= Exercise description =
In the data below, find each line that contains the word "high" and copy it.

= Exercise data =
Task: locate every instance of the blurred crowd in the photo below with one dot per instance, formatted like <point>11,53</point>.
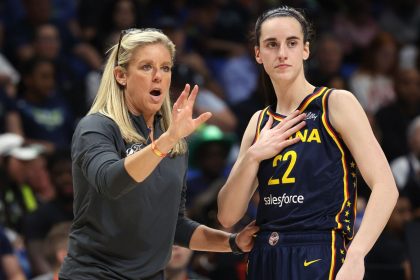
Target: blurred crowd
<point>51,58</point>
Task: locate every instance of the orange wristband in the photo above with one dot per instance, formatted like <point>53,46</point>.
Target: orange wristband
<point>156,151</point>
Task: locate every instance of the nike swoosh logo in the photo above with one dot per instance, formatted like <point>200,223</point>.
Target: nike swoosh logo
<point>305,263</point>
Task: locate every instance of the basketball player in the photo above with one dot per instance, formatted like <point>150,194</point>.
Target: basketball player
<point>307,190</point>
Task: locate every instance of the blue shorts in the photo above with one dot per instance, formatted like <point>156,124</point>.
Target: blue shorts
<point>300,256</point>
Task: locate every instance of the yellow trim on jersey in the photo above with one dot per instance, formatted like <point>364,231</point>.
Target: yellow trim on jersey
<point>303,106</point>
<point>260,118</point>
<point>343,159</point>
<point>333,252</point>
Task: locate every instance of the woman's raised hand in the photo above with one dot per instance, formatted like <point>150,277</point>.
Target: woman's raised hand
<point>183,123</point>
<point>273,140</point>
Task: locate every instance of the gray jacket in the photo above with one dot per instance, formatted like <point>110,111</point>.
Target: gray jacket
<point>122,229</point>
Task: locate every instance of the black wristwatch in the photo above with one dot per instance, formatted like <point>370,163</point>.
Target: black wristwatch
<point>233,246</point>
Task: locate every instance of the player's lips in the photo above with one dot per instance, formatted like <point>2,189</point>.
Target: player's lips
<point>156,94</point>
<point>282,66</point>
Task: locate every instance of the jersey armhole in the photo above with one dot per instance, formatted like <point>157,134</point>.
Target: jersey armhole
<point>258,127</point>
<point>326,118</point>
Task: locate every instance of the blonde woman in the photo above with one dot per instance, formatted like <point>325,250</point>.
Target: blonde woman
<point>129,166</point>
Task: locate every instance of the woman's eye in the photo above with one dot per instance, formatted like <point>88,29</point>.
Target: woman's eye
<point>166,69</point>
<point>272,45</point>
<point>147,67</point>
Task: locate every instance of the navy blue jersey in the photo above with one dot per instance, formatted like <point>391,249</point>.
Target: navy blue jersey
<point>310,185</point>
--
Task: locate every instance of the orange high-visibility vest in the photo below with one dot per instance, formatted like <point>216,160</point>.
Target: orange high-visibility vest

= Exercise answer =
Task: locate every instance of the orange high-visibility vest in the photo below with one dot per instance, formatted like <point>216,160</point>.
Target: orange high-visibility vest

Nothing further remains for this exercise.